Challenge:
Print the lines below, unchanged, from the line with "the person standing" through the line with "342;237;353;275", including both of those lines.

--------------------------------------------------

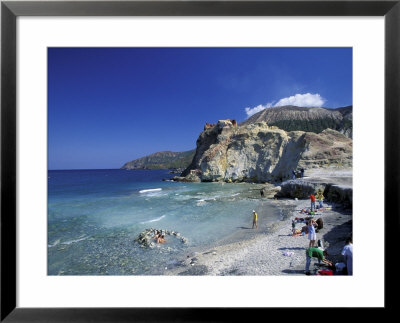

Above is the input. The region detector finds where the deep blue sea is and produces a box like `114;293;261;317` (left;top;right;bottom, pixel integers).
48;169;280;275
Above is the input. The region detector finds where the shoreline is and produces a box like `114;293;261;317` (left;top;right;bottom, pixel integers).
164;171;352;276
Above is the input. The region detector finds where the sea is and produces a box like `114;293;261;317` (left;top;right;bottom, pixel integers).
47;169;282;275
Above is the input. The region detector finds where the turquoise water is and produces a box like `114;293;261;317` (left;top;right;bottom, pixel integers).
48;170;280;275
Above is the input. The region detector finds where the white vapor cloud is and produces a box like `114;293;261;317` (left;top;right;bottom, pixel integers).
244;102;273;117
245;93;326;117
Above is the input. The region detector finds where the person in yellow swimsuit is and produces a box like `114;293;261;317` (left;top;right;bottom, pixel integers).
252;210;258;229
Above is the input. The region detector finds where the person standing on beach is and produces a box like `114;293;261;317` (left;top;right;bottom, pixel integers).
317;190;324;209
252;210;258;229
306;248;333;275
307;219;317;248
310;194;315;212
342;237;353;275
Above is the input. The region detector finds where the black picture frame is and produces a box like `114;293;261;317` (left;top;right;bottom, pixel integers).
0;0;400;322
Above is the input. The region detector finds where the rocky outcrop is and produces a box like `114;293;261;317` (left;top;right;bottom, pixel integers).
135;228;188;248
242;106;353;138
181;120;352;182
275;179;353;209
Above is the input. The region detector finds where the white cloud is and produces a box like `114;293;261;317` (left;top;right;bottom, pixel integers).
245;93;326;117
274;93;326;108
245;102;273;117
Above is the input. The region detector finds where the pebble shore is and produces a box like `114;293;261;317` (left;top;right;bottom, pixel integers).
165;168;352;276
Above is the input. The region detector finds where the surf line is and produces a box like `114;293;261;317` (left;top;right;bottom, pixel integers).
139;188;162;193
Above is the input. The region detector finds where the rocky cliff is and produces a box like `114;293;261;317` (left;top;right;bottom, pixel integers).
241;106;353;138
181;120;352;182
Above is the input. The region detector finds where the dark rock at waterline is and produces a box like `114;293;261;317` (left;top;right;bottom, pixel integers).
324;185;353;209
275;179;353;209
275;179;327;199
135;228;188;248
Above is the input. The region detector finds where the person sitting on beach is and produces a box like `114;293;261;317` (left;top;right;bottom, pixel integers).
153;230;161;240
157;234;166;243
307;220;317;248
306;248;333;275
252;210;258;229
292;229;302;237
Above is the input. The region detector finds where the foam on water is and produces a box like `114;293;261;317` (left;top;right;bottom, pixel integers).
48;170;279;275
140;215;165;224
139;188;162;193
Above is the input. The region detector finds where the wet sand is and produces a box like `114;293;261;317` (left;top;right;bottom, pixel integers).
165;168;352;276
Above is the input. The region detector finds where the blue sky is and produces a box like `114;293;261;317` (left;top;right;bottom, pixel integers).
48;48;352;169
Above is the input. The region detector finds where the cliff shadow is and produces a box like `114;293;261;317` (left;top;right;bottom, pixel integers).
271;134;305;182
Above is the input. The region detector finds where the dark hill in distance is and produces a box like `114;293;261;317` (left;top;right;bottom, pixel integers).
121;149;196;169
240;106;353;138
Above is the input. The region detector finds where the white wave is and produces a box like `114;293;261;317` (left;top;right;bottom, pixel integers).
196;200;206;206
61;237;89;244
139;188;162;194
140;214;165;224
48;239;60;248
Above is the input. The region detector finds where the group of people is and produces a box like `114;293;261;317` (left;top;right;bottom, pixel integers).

--------------------------------------------------

Written reply:
Above is the input. The region detector finds where the person standing on beach is and produces a box like `114;293;261;317` (left;top;right;bottom, pixel integers).
317;190;324;209
252;210;258;229
306;248;333;275
307;219;317;248
310;194;315;212
342;237;353;275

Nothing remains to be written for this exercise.